His lack of connection to the previous royal family into which the Elamite rulers had intermarried for several generations led Kudur-Nahhunte, king of Elam, and whose father, Shutruk-Nahhunte, was married to the thirty-third Babylonian king Meli-Šipak’s eldest daughter, to believe his claim to the throne of Babylon was more legitimate. A Neo-Babylonian copy of a literary text which takes the form of a letter, now located in the Vorderasiatisches Museum in Berlin, is addressed to the Kassite court by an Elamite King, thought to be Kudur-Nahhunte,[2] and details the genealogy of the Elamite royalty of this period. He casts aspersions on their choice of king and then declares:

Why I, who am a king, son of a king, seed of a king, scion of a king, who am king (?) for the lands, for the land of Babylonia and the land of [El]am, descendant of the eldest daughter of the mighty King Kurigalzu, (why) do I not sit on the throne of the land of Babylonia? I sent you a sincere proposal; you however have granted me no reply: you may climb up to heaven – [but I’ll pull you down] by your hem; you may go down to hell – [but I’ll pull you up] by your hair! I shall destroy your cities, dem[olish] your fortresses, stop up your (irrigation) ditches, cut down your orchards, [pull out] the rings [of the sluices] at the mouths of your (irrigation) canals…[3]

— Kudur-Nahhunte?, Letter to the Kassite court.[i 4]

There are some concerns over the authenticity of this “letter” as it makes a derogatory reference to a later king, Nabu-apla-iddina, ca. 888 – 855 BC. It may, however, preserve some traditions of the period.

Jobs –
1 > Answer these about the Elamite letter passage:
(a) What was the name of Kudur-Nahhunte's father?
(b) In which museum is the Neo-Babylonian copy of the letter now kept?
(c) Which later king does the letter refer to in a derogatory way?
2 > Write out word for word the part of the Elamite letter passage starting with "There are some" and going on through "of the period.".
The records after this point are separate material, unrelated to the Elamite letter passage.

Records –

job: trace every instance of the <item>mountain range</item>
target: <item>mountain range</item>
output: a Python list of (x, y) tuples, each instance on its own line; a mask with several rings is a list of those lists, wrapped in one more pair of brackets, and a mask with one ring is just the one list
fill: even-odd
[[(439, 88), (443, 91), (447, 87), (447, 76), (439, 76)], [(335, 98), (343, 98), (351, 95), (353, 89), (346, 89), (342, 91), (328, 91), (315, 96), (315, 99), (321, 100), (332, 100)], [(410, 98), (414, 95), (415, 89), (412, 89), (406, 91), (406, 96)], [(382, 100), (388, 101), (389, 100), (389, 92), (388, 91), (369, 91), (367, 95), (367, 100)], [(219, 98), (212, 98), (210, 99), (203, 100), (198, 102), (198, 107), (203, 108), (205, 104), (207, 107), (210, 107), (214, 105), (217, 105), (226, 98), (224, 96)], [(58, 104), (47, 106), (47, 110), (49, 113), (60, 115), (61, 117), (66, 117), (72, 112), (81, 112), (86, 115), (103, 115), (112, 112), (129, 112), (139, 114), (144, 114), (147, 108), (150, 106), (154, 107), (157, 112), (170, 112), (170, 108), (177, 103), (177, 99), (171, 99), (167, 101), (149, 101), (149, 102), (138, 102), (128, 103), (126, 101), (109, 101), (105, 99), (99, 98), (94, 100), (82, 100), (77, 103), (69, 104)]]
---
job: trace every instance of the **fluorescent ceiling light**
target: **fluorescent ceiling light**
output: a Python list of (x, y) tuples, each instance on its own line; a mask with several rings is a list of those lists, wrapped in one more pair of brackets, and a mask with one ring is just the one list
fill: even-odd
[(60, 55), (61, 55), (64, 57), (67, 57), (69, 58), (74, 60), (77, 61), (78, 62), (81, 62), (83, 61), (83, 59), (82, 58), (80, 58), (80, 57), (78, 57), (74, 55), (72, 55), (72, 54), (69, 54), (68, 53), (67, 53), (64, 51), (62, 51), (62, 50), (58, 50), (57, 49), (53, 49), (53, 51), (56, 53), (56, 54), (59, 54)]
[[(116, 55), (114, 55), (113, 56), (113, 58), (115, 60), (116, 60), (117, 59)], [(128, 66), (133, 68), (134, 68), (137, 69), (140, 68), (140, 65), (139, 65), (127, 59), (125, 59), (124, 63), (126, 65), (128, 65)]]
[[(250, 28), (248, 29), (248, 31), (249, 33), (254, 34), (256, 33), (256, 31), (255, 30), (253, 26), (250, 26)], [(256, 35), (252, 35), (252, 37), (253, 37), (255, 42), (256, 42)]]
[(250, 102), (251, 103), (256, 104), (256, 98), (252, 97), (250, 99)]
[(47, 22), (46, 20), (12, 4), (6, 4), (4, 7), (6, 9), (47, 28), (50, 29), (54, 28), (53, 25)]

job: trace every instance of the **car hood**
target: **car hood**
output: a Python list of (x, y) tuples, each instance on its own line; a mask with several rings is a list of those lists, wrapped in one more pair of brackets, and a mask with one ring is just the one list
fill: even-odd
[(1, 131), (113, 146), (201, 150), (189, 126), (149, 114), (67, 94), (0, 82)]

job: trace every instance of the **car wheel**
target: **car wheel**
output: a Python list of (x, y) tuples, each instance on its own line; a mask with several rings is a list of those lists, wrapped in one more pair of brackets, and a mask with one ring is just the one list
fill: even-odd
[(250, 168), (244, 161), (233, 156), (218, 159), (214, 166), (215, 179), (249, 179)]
* * *
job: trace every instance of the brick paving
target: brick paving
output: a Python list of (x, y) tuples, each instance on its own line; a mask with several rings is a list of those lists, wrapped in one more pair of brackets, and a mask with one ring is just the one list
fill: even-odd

Responses for each task –
1 >
(a) Shutruk-Nahhunte
(b) The Vorderasiatisches Museum in Berlin
(c) Nabu-apla-iddina

2 >
There are some concerns over the authenticity of this “letter” as it makes a derogatory reference to a later king, Nabu-apla-iddina, ca. 888 – 855 BC. It may, however, preserve some traditions of the period.